Dataset rows ->
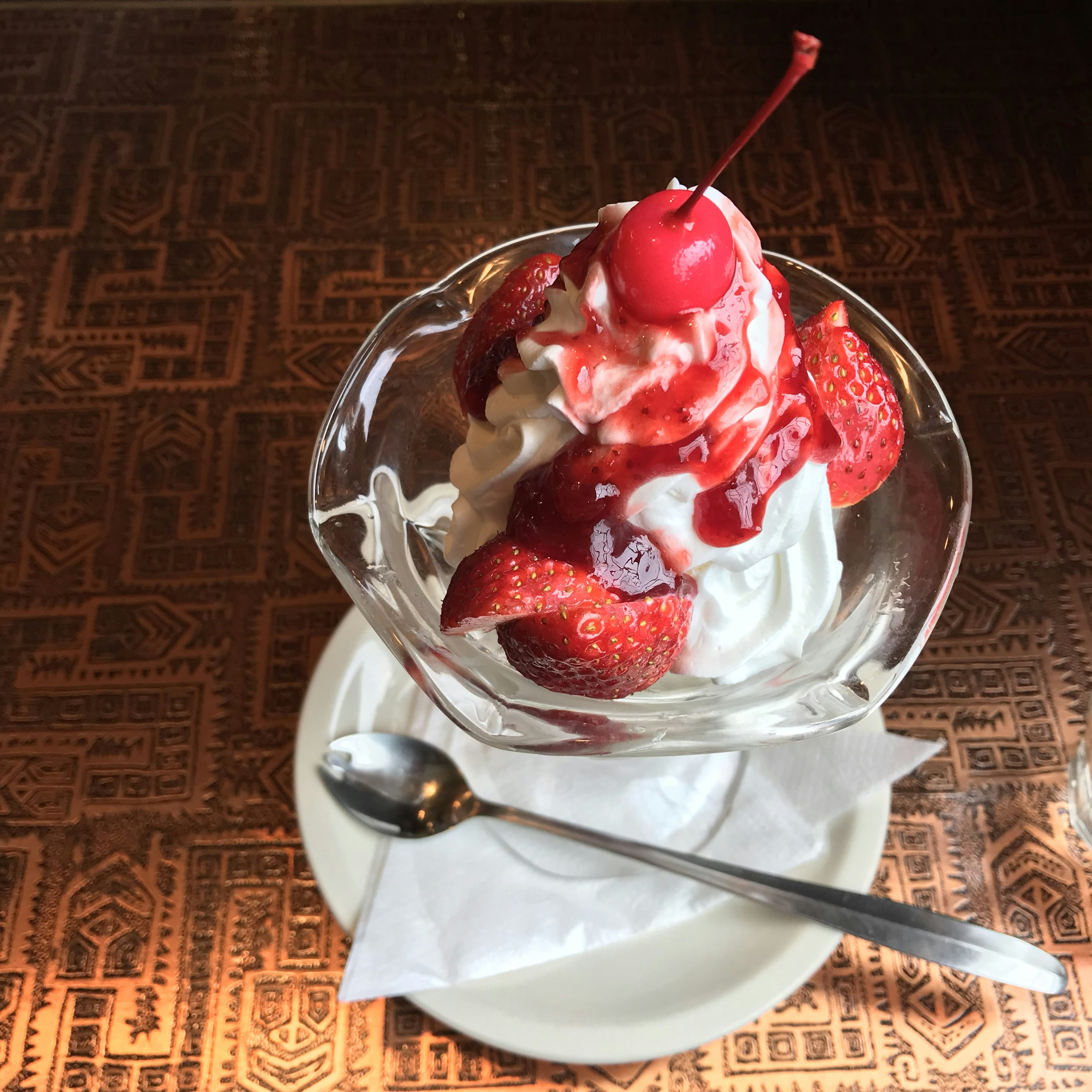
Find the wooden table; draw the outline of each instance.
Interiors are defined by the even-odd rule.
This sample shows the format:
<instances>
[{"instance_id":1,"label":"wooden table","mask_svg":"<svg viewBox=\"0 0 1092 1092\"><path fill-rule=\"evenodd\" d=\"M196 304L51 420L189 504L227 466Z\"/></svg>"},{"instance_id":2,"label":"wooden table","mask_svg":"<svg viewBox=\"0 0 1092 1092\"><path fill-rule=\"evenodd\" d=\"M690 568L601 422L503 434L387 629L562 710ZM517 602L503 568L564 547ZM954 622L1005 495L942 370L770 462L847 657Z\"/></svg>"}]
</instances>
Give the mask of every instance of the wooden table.
<instances>
[{"instance_id":1,"label":"wooden table","mask_svg":"<svg viewBox=\"0 0 1092 1092\"><path fill-rule=\"evenodd\" d=\"M1087 9L0 9L0 1088L928 1092L1092 1080ZM572 1069L339 1008L292 802L346 600L306 471L343 368L484 247L695 178L902 329L975 474L962 575L888 703L876 890L1028 937L1057 997L846 941L701 1051Z\"/></svg>"}]
</instances>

The problem ->
Could you reproduce each entry above word for word, omitting the pictures?

Solution for this task ->
Find the wooden table; draw the outline of each instance.
Interiors are defined by the even-odd rule.
This sample shows the format:
<instances>
[{"instance_id":1,"label":"wooden table","mask_svg":"<svg viewBox=\"0 0 1092 1092\"><path fill-rule=\"evenodd\" d=\"M196 304L51 420L189 504L227 466Z\"/></svg>"},{"instance_id":2,"label":"wooden table","mask_svg":"<svg viewBox=\"0 0 1092 1092\"><path fill-rule=\"evenodd\" d=\"M690 568L601 422L503 434L387 629L562 710ZM517 602L503 568L564 547ZM954 622L1005 495L942 370L770 462L847 657Z\"/></svg>"}]
</instances>
Give the mask of every instance of the wooden table.
<instances>
[{"instance_id":1,"label":"wooden table","mask_svg":"<svg viewBox=\"0 0 1092 1092\"><path fill-rule=\"evenodd\" d=\"M1087 9L0 9L0 1088L928 1092L1092 1080ZM572 1069L339 1008L292 802L346 600L306 471L343 368L484 247L695 178L902 329L975 474L962 575L888 703L876 890L1028 937L1057 997L846 941L701 1051Z\"/></svg>"}]
</instances>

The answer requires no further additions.